> _ЗАДАНИЕ 1_
В каком году NEH открыл Офис цифровых гуманитарных наук, согласно тексту о финансировании цифровой гуманитаристики ниже?

> _ИСХОДНЫЙ ТЕКСТ_
---

Источников этого финансирования немало, но некоторые из них гораздо важнее других. Главный государственный спонсор исследовательской деятельности в США, Национальный фонд поддержки гуманитарных наук (National Endowment for the Humanities, NEH), и Благотворительный фонд Эндрю Меллона уже на ранних этапах были ключевыми источниками финансирования цифровой гуманитаристики. Одним из первых стимулов для развития цифровых гуманитарных наук в Университете Вирджинии была премия за выдающиеся достижения в размере 1,5 млн долларов, выданная Фондом Меллона Джерому Макганну в 2003 году и частично покрывшая расходы на многие ранние проекты, включая SpecLab и Архив Россетти. После почти десяти лет активной поддержки проектов в области цифровой гуманитаристики в 2008 году NEH открыл Офис цифровых гуманитарных наук, тем самым создав отдельный источник постоянного финансирования продвигаемой под этим брендом работы. А в 2010 году уже и сам Google запустил программу научных исследований в области цифровой гуманитаристики с акцентом на производстве инструментов, которые можно было бы интегрировать с коммерческими услугами компании, в частности Google Books.

---

> _ПРЕДОСТАВЛЕННЫЕ СТРОКИ_
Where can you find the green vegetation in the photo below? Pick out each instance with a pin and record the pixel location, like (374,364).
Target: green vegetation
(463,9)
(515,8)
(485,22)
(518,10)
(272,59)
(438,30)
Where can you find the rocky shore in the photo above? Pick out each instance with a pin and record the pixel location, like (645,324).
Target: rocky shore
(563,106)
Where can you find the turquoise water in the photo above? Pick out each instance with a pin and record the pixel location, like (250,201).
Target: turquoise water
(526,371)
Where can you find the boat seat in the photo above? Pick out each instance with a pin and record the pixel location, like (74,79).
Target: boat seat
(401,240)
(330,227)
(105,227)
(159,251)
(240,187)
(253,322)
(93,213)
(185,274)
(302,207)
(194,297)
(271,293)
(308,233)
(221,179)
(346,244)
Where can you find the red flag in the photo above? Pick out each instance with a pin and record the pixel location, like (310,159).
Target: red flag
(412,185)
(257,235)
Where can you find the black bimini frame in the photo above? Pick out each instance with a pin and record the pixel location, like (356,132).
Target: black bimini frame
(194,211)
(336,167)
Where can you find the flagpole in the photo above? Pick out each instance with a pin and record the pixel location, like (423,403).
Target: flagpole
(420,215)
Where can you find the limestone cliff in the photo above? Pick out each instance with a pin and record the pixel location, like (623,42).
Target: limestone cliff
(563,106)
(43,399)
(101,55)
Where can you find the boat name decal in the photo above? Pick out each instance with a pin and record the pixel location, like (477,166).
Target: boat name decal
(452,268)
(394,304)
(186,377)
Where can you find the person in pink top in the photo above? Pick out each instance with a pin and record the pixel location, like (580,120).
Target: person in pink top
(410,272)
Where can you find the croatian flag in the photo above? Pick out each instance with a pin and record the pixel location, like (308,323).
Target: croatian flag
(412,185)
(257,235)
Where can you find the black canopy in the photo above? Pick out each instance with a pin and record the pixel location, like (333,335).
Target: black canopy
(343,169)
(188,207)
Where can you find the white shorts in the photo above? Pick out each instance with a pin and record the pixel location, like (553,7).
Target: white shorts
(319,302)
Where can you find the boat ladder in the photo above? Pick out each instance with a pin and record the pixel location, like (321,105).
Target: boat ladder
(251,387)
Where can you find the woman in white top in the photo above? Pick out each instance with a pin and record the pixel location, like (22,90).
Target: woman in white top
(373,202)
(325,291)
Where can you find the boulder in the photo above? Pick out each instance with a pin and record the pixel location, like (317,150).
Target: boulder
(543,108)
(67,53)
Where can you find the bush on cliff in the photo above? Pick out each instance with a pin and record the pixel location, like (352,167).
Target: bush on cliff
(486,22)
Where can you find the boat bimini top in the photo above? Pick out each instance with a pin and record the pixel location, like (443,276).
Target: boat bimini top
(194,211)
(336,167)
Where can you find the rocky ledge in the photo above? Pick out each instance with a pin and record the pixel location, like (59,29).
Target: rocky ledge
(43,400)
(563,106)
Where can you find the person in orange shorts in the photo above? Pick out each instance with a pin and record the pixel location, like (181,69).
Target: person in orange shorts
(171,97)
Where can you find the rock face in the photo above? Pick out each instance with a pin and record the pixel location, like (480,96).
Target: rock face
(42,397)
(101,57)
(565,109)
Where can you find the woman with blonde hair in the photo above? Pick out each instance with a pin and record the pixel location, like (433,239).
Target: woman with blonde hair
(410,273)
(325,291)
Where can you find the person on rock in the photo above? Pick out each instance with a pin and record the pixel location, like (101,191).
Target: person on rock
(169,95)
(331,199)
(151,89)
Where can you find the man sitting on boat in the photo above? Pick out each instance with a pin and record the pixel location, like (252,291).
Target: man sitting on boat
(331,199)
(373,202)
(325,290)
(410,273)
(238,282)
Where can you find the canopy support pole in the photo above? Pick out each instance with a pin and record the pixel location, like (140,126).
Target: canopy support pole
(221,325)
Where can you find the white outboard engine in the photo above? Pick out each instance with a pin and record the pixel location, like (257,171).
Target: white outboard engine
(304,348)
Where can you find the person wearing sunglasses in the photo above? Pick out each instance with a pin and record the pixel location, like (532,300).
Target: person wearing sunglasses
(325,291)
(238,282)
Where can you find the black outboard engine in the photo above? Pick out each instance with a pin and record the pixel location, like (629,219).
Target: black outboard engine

---

> _ЗАДАНИЕ 2_
Отфильтруйте строки выше и выпишите каждую, где встречается слово "person".

> _ПОЛНЫЙ ОТВЕТ 1_
В 2008 году.

> _ПОЛНЫЙ ОТВЕТ 2_
Where can you find the person in pink top in the photo above? Pick out each instance with a pin and record the pixel location, like (580,120).
Target: person in pink top
Where can you find the person in orange shorts in the photo above? Pick out each instance with a pin and record the pixel location, like (181,69).
Target: person in orange shorts
Where can you find the person on rock in the photo above? Pick out each instance with a pin and record the pixel location, like (101,191).
Target: person on rock
Where can you find the person wearing sunglasses in the photo above? Pick out each instance with a pin and record the pixel location, like (532,300).
Target: person wearing sunglasses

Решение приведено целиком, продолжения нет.